Region pointing data:
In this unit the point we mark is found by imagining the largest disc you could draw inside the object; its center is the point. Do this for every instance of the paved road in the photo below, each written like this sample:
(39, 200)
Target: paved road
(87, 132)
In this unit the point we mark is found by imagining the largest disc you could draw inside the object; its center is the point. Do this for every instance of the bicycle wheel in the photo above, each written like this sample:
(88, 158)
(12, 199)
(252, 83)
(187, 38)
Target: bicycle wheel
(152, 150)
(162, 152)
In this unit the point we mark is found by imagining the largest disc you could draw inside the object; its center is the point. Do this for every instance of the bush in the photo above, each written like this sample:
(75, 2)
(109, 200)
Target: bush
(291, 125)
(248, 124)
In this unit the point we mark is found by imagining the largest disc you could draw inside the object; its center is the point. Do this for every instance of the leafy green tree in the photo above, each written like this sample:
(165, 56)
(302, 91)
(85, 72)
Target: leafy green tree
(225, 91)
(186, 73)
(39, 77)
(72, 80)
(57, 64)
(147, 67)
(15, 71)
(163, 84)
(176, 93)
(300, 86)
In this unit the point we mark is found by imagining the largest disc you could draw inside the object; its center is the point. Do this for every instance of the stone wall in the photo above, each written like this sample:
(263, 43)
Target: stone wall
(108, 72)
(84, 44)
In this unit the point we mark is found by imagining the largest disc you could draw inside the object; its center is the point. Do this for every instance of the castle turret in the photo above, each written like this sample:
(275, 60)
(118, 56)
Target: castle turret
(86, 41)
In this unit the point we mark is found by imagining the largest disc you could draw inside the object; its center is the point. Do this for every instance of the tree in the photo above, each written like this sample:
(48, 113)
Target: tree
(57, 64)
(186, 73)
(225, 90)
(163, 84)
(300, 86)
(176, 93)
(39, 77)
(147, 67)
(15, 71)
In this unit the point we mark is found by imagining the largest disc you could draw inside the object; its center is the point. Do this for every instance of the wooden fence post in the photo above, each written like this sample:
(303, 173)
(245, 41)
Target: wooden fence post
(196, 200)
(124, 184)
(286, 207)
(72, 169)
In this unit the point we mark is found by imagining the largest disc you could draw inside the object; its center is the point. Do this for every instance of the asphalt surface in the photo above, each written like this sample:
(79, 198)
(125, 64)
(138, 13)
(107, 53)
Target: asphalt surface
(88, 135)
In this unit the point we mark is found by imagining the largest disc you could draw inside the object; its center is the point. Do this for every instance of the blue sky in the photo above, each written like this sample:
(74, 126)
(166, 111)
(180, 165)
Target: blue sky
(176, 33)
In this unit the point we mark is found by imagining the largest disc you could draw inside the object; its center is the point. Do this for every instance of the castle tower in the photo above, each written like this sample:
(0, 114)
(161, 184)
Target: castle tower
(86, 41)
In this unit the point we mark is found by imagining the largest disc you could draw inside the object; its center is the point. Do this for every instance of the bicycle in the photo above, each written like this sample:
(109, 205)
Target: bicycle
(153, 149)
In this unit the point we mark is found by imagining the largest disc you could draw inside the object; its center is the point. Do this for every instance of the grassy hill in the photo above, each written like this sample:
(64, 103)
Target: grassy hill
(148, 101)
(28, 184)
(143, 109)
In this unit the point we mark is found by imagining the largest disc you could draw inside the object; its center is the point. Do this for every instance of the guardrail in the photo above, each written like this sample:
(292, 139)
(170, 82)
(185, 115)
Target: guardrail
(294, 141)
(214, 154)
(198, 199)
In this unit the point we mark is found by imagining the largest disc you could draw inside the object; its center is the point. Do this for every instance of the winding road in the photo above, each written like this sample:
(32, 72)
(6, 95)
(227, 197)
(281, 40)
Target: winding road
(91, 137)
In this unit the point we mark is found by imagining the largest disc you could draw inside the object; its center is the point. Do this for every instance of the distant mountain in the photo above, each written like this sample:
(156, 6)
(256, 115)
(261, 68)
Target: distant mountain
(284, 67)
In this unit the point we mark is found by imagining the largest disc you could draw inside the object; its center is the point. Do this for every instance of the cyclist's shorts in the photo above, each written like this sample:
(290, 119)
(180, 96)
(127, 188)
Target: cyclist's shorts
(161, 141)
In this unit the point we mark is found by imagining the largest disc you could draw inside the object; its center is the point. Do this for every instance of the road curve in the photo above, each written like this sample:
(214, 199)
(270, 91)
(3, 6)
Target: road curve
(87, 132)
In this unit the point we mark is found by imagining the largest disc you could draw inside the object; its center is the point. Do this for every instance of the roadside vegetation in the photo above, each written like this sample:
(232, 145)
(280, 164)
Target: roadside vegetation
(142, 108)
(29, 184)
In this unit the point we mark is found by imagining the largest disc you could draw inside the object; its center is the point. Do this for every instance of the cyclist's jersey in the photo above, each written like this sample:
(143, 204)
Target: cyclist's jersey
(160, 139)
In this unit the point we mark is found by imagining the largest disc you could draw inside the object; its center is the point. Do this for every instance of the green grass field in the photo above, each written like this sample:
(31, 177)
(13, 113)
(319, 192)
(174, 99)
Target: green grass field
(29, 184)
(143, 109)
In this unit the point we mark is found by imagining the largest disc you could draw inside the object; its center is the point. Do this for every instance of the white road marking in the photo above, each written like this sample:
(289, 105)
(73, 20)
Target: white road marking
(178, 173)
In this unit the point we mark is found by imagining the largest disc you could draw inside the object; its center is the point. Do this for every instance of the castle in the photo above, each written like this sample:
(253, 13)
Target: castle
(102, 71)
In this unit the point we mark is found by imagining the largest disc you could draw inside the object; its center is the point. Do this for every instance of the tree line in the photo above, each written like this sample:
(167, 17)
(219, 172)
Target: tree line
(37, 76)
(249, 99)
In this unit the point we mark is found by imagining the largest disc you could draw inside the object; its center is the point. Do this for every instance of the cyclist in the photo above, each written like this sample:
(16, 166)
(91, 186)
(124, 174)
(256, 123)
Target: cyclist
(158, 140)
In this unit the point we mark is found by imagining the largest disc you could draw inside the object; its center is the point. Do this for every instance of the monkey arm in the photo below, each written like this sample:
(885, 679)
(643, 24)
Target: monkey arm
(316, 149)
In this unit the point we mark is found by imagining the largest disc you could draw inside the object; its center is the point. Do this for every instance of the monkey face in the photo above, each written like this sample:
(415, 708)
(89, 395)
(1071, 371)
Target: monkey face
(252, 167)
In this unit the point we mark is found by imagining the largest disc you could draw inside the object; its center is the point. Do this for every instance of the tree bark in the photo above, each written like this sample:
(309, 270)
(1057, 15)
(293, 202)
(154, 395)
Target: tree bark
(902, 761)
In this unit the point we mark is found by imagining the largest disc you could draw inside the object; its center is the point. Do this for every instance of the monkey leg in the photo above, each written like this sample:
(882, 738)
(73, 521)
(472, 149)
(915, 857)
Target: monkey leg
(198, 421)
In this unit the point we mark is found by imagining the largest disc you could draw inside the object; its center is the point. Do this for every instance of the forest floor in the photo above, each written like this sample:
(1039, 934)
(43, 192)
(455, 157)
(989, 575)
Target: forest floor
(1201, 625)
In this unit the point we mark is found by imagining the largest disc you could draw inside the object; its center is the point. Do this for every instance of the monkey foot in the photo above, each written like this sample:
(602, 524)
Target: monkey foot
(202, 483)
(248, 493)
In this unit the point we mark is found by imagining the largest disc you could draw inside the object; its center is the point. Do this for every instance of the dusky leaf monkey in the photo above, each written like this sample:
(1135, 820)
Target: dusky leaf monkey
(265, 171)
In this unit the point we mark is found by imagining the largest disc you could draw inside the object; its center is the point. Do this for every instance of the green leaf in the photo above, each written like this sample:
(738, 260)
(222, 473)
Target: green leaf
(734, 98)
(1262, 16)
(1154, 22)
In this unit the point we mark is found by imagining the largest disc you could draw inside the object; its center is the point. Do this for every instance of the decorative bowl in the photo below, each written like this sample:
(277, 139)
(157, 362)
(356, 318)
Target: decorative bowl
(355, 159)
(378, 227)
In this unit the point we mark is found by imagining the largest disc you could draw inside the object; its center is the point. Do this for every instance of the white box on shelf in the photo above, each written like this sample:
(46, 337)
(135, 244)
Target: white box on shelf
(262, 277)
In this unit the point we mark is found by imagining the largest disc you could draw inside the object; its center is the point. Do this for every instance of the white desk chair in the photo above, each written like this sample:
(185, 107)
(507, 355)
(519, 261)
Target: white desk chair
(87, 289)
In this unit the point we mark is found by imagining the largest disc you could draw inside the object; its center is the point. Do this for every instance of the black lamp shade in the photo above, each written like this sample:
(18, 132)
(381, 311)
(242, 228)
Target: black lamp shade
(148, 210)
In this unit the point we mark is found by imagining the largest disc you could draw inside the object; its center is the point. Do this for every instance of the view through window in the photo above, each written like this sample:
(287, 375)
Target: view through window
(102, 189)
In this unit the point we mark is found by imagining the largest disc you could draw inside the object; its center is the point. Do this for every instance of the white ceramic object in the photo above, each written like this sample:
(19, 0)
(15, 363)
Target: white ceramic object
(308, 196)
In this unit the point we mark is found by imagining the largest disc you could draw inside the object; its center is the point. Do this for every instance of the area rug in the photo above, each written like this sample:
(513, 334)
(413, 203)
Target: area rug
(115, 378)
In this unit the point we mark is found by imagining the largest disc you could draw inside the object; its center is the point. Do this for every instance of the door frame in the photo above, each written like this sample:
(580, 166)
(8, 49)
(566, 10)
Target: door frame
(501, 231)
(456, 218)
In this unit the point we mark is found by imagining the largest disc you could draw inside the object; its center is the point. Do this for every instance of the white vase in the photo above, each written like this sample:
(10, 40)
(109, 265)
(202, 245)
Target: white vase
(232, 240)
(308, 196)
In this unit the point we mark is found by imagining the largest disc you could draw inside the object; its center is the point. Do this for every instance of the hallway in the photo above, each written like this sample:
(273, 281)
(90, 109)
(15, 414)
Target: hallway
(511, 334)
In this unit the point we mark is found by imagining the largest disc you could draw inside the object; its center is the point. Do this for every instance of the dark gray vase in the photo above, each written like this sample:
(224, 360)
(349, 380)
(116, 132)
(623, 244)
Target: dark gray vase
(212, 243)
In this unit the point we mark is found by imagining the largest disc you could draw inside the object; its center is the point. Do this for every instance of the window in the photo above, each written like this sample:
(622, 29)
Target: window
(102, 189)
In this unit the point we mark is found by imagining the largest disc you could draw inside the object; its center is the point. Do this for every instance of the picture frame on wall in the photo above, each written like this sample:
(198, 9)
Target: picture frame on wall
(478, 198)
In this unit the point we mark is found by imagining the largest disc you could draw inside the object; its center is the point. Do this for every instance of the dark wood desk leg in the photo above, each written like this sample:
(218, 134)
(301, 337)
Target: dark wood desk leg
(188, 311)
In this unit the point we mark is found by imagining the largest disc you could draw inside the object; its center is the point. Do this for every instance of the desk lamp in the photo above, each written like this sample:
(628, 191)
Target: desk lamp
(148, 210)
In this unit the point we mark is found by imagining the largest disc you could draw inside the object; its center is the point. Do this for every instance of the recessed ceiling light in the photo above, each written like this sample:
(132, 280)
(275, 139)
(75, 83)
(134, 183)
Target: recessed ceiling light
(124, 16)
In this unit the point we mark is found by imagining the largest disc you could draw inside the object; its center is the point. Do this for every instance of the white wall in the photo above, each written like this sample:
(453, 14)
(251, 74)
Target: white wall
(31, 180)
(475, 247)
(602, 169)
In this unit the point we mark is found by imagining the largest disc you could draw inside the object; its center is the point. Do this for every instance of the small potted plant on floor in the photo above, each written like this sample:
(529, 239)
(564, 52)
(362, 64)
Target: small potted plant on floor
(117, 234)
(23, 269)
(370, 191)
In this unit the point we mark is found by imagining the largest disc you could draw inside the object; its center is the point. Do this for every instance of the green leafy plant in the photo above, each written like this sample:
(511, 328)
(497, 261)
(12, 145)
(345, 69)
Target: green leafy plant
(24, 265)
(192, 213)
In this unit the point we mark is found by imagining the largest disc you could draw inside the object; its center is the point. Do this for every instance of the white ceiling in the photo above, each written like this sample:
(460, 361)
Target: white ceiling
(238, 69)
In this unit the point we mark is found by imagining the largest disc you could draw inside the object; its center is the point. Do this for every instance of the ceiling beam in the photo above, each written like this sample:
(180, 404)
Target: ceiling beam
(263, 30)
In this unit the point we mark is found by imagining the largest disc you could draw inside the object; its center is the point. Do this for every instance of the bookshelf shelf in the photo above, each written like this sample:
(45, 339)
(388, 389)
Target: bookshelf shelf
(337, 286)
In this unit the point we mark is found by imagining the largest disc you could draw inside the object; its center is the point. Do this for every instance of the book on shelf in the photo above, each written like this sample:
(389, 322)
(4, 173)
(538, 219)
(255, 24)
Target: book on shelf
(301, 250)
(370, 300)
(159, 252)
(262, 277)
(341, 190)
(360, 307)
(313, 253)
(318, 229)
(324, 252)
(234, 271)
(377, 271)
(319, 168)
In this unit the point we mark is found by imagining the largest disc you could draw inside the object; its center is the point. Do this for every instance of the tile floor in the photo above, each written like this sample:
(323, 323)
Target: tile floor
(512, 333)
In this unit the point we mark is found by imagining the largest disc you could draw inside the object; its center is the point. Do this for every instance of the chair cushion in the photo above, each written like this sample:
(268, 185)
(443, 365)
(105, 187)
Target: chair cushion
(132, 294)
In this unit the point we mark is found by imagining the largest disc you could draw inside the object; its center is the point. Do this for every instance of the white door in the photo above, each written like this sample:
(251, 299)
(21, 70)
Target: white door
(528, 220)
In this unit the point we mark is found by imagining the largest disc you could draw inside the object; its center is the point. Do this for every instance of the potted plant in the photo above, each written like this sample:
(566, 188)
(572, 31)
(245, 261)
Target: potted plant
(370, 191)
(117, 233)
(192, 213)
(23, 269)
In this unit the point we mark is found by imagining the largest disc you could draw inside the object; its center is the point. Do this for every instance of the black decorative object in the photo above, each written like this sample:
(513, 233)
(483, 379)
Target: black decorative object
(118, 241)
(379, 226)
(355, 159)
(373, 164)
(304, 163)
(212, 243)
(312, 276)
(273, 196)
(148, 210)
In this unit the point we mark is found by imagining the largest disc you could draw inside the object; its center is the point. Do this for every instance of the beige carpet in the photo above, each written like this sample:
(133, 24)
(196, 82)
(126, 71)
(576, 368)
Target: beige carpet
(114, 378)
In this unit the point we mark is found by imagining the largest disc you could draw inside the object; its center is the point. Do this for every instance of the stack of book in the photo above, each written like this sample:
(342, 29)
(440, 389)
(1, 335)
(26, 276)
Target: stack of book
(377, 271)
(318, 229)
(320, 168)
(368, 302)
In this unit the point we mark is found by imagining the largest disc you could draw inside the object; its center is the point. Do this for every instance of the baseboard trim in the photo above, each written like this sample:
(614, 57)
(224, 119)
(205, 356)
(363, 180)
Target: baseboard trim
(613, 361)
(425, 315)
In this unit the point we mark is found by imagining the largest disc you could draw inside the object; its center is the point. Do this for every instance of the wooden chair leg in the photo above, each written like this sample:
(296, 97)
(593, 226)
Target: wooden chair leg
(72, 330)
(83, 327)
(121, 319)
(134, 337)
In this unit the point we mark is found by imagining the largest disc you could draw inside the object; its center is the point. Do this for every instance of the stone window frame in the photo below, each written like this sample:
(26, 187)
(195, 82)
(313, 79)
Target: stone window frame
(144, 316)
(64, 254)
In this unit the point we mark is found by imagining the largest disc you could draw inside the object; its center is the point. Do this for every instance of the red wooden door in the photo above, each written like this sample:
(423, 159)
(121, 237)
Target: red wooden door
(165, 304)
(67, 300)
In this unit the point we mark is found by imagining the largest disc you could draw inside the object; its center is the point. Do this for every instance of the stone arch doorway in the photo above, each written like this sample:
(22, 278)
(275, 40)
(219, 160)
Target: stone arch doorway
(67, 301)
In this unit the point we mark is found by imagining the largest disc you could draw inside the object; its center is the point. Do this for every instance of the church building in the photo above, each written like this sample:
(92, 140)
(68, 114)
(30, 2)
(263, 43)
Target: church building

EXERCISE REQUIREMENTS: Find the lines above that contain the word "below" and collect them.

YOUR SOLUTION:
In this unit the point we mark is found by imagining the largest disc you could draw inside the object; its center is the point. Do this for every instance of the paved road in the photo below, each written like this sample:
In this unit the point we mark is found by imagining the largest disc you could draw inside the object; its center is the point. Do this for every instance of the monkey arm in the photo below, each written like this sample:
In this unit the point we mark is found by imagining the largest disc you could draw inside the object; its center is the point. Do this for every instance of the decorative bowl in the photo below, each written like this sample:
In this unit the point we mark is found by imagining the largest disc you could draw inside the object; its center is the point. Do this for every instance of the stone window frame in the photo below, each written like this sample:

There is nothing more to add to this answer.